[Recorded data]
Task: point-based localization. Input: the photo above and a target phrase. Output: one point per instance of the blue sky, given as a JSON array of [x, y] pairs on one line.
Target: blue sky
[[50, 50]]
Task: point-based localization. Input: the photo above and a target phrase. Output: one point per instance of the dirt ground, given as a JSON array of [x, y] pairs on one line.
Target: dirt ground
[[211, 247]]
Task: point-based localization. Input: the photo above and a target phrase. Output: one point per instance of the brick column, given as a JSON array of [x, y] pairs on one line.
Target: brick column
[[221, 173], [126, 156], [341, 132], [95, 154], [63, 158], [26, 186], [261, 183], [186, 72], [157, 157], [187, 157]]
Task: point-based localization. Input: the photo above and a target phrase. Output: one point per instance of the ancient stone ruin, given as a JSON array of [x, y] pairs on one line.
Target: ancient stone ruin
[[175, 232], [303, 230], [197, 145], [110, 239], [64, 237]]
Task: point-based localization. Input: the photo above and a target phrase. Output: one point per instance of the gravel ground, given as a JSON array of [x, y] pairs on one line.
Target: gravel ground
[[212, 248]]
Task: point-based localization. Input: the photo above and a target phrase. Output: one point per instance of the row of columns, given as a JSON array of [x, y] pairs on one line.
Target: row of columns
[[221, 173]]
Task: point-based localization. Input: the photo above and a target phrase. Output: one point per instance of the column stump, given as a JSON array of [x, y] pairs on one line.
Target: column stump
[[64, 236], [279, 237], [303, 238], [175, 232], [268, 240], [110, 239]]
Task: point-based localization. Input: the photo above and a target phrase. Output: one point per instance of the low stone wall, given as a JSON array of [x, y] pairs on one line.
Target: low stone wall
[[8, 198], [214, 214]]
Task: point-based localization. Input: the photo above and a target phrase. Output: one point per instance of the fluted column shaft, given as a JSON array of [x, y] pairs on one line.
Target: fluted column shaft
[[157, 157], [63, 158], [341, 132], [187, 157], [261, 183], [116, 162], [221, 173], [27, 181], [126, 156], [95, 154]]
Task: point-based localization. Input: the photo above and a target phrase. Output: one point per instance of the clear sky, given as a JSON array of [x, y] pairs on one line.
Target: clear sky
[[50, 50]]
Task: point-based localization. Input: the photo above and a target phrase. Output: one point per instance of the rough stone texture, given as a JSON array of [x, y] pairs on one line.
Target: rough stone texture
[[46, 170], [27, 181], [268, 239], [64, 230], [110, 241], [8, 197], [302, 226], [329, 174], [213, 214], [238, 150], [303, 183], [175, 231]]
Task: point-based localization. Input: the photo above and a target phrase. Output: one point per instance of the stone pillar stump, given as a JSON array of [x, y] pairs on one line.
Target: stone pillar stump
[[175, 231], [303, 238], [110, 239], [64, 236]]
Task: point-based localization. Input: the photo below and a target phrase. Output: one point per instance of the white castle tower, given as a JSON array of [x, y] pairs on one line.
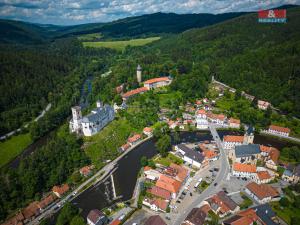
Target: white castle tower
[[139, 74], [75, 123]]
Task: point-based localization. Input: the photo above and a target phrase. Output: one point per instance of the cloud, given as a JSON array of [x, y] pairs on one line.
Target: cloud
[[69, 12]]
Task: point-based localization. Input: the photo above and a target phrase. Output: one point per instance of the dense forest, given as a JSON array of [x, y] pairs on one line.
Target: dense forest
[[257, 58], [38, 173]]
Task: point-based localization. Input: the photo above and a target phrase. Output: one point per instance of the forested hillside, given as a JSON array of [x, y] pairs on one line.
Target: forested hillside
[[261, 59]]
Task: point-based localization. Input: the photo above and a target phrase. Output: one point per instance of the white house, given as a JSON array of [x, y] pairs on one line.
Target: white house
[[201, 119], [218, 119], [157, 82], [262, 193], [234, 123], [263, 104], [93, 122], [230, 141], [277, 130], [190, 156]]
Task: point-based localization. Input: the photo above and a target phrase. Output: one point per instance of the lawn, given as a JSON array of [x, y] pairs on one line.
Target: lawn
[[168, 160], [104, 145], [120, 45], [12, 147], [247, 202], [89, 37]]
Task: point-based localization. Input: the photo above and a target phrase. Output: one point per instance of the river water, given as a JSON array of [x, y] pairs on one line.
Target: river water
[[125, 176]]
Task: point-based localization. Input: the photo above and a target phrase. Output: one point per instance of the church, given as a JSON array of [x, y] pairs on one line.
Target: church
[[93, 122]]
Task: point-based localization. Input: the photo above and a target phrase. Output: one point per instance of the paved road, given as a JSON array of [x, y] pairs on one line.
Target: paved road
[[223, 173], [99, 176], [283, 137]]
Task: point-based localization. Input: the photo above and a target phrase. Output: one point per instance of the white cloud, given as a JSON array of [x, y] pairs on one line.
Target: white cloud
[[84, 11]]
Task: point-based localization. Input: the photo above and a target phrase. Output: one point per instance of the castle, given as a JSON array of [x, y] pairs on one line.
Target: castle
[[93, 122]]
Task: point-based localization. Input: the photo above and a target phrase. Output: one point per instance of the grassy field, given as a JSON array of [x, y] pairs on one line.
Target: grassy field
[[89, 37], [120, 45], [168, 160], [12, 147], [104, 145]]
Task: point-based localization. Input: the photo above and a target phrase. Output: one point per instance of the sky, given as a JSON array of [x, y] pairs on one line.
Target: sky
[[70, 12]]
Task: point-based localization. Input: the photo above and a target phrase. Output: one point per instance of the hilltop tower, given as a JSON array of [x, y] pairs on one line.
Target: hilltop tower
[[139, 74]]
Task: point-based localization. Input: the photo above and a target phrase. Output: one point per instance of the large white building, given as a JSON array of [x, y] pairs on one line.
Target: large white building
[[93, 122], [201, 119], [157, 82]]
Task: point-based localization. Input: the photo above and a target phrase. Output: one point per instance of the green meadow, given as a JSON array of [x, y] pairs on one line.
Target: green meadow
[[120, 45], [12, 147]]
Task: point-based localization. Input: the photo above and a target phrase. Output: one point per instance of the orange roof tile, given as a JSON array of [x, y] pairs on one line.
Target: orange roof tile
[[263, 175], [262, 190], [280, 129], [134, 138], [247, 168], [234, 138], [168, 184], [134, 92], [156, 80], [201, 111], [147, 129], [182, 173], [125, 146], [61, 189], [232, 120]]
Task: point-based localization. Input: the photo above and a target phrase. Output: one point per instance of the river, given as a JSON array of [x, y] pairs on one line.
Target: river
[[125, 176]]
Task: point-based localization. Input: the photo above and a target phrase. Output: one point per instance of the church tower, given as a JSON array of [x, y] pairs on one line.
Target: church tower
[[139, 74]]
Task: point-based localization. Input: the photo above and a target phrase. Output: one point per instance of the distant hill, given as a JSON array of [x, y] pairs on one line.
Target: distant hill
[[150, 24], [259, 58], [145, 25]]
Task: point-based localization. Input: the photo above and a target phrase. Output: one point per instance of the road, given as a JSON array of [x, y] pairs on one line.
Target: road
[[223, 173], [99, 176], [279, 136]]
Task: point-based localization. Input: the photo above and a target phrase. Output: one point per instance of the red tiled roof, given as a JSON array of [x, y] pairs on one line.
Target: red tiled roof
[[159, 192], [262, 190], [146, 168], [115, 222], [232, 120], [168, 184], [31, 210], [201, 111], [247, 168], [280, 129], [147, 129], [216, 116], [156, 80], [233, 138], [161, 204], [182, 173], [61, 189], [155, 220], [263, 175], [134, 138], [125, 146], [134, 92]]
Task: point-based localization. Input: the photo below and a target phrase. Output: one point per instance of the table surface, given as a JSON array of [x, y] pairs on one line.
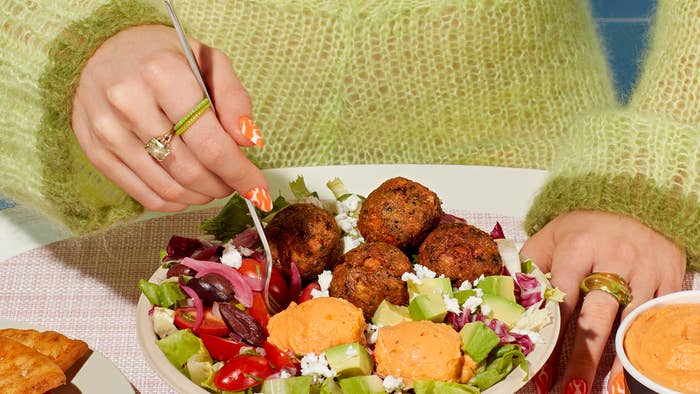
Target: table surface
[[87, 287]]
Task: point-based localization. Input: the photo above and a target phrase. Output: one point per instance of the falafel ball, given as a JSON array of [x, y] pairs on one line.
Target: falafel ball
[[306, 235], [461, 252], [400, 212], [370, 273]]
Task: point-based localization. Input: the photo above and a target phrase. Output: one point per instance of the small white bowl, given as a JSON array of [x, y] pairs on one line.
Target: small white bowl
[[636, 381]]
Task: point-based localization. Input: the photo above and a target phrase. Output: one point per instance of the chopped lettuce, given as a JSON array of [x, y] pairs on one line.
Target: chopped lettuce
[[507, 357], [166, 294], [180, 346], [234, 218], [163, 321]]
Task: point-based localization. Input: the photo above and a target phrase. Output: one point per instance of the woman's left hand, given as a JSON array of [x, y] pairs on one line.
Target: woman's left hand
[[577, 243]]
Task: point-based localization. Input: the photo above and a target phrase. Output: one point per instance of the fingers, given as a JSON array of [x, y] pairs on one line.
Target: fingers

**WRITTEN INSTRUCTION**
Give the material from its start up to and including the line with "[[211, 247]]" as a two-column CSV with the header input,output. Each item gets one row: its full text goes in the input field and its answer in the output field, each field in double quotes and line breaks replaced by spaces.

**TASK SOLUTION**
input,output
"Task: point-based localization. Input: the photo above and a target phrase. Output: one point per instance of the blue sky, given as a JSON array of [x, y] pairs on one line. Target: blue sky","[[50, 50]]"
"Task: point-based localization. Input: the photo above and a target phrase. Output: one point per instance of the dirt ground, given as a JSON array of [x, y] pairs on one line. Target: dirt ground","[[211, 247]]"